Tally every line of the records below that includes "black", and reply with the total alone.

BEGIN

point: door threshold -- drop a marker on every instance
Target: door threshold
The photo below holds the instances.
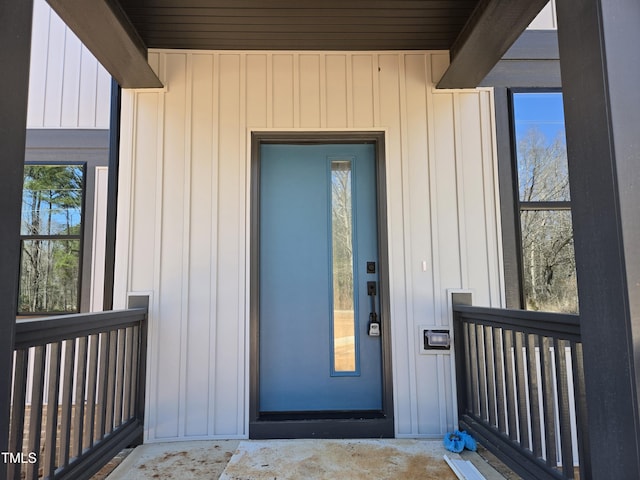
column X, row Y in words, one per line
column 269, row 428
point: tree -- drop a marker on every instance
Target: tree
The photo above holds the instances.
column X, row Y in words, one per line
column 546, row 231
column 51, row 223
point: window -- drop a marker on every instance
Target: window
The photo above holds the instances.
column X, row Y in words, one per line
column 543, row 203
column 51, row 238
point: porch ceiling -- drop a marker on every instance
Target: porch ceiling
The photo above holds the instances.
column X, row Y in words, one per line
column 119, row 32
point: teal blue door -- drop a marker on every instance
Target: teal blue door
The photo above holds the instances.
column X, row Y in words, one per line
column 318, row 265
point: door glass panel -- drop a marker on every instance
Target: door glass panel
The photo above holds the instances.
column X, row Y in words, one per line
column 344, row 332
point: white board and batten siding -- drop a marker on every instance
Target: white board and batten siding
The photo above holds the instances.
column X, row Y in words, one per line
column 183, row 231
column 68, row 88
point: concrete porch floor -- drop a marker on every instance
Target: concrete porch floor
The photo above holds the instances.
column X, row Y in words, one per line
column 299, row 460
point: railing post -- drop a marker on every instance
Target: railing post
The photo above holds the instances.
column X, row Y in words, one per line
column 460, row 298
column 15, row 38
column 141, row 301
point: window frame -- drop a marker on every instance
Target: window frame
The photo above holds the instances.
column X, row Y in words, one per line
column 66, row 147
column 511, row 205
column 79, row 237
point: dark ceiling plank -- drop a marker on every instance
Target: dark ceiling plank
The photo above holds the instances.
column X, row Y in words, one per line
column 243, row 21
column 107, row 32
column 493, row 27
column 265, row 11
column 285, row 44
column 315, row 4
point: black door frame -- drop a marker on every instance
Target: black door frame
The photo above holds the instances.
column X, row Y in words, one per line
column 313, row 425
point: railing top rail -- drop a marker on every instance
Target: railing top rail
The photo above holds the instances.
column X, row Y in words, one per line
column 562, row 325
column 40, row 331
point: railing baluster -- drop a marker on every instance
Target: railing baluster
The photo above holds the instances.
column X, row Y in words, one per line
column 111, row 383
column 63, row 368
column 79, row 398
column 120, row 377
column 35, row 414
column 128, row 369
column 499, row 356
column 51, row 431
column 534, row 404
column 577, row 362
column 548, row 402
column 523, row 417
column 517, row 366
column 564, row 416
column 92, row 380
column 491, row 375
column 473, row 355
column 512, row 406
column 103, row 378
column 482, row 376
column 468, row 407
column 16, row 436
column 66, row 407
column 135, row 334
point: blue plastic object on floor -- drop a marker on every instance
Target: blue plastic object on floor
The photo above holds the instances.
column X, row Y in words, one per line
column 469, row 441
column 457, row 441
column 454, row 442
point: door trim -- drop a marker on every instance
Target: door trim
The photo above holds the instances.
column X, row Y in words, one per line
column 330, row 424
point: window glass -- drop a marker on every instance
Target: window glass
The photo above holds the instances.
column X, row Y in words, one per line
column 51, row 231
column 541, row 147
column 546, row 233
column 344, row 332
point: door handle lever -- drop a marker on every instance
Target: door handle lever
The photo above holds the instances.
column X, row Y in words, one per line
column 374, row 321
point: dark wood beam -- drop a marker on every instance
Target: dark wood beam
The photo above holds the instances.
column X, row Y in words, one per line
column 600, row 66
column 15, row 38
column 493, row 27
column 107, row 32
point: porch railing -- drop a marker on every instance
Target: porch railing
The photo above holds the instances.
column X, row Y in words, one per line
column 520, row 383
column 78, row 392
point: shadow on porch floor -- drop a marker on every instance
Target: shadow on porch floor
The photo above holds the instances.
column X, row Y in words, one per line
column 296, row 460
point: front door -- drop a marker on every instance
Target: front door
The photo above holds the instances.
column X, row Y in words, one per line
column 320, row 349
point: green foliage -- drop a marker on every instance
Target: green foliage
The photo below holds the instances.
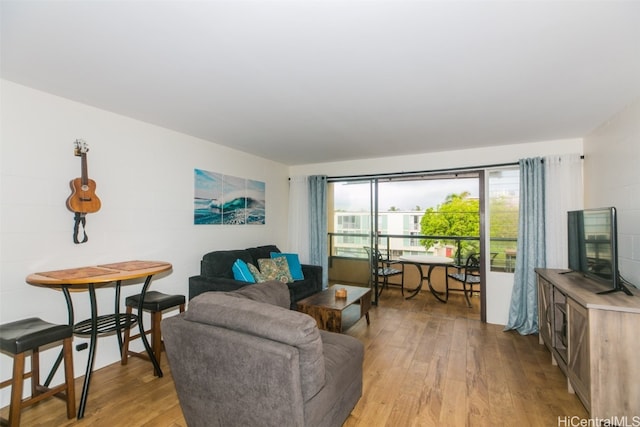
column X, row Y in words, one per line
column 457, row 216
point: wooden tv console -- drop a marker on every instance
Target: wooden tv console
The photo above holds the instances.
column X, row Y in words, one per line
column 594, row 339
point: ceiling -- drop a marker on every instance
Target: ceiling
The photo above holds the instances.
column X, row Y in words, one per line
column 318, row 81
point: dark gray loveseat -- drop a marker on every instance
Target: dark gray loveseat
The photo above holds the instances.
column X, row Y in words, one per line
column 216, row 273
column 243, row 358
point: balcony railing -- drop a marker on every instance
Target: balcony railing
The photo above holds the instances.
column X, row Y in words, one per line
column 392, row 246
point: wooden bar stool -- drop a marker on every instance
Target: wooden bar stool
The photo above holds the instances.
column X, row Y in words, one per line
column 17, row 338
column 155, row 303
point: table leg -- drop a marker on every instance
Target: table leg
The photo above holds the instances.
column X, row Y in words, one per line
column 143, row 337
column 433, row 291
column 117, row 312
column 92, row 350
column 56, row 364
column 417, row 289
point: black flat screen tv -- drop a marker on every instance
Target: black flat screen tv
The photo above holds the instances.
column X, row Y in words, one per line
column 593, row 246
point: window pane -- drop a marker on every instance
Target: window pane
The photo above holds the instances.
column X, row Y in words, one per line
column 504, row 193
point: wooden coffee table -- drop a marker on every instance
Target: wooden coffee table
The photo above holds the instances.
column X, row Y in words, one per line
column 337, row 314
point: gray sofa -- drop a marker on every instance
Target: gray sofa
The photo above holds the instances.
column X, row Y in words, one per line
column 243, row 358
column 216, row 273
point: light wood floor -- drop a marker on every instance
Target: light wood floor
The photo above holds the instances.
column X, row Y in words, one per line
column 426, row 364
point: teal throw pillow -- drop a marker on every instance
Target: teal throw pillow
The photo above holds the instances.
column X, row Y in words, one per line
column 294, row 264
column 241, row 272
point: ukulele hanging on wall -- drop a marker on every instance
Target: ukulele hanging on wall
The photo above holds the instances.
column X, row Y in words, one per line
column 83, row 199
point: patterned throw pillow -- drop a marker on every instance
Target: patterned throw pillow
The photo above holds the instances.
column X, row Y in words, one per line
column 295, row 268
column 271, row 270
column 284, row 272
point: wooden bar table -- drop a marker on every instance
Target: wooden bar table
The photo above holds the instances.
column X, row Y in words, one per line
column 87, row 279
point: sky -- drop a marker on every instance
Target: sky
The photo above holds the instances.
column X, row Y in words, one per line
column 404, row 195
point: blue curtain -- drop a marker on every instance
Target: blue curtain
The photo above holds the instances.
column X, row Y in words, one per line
column 318, row 225
column 523, row 312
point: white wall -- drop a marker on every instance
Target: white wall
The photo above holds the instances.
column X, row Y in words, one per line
column 145, row 179
column 499, row 285
column 612, row 178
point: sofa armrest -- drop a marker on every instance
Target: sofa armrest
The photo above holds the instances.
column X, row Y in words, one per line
column 200, row 284
column 220, row 385
column 313, row 273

END

▶ _RESPONSE TO THE EXERCISE_: 4